Data for the task -
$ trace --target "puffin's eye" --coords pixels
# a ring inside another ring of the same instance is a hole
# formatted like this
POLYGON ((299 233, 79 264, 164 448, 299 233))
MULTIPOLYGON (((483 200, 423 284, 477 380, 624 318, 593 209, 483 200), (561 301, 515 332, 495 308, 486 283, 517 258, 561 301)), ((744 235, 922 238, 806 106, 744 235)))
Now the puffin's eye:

What to produce - Can you output every line of the entries above as a Markdown table with the columns Row and Line, numbering each row and skipping blank lines?

Task answer -
| Row | Line |
|---|---|
| 1 | $ trace --target "puffin's eye" --coords pixels |
| 2 | # a ring inside another ring of the same instance is a hole |
| 3 | # formatted like this |
| 4 | POLYGON ((299 233, 79 264, 164 448, 299 233)) |
| 5 | MULTIPOLYGON (((483 200, 423 284, 477 380, 624 318, 593 209, 483 200), (561 301, 515 332, 495 308, 486 283, 517 258, 561 301)), ((744 235, 922 238, 806 106, 744 235))) |
| 6 | Now the puffin's eye: |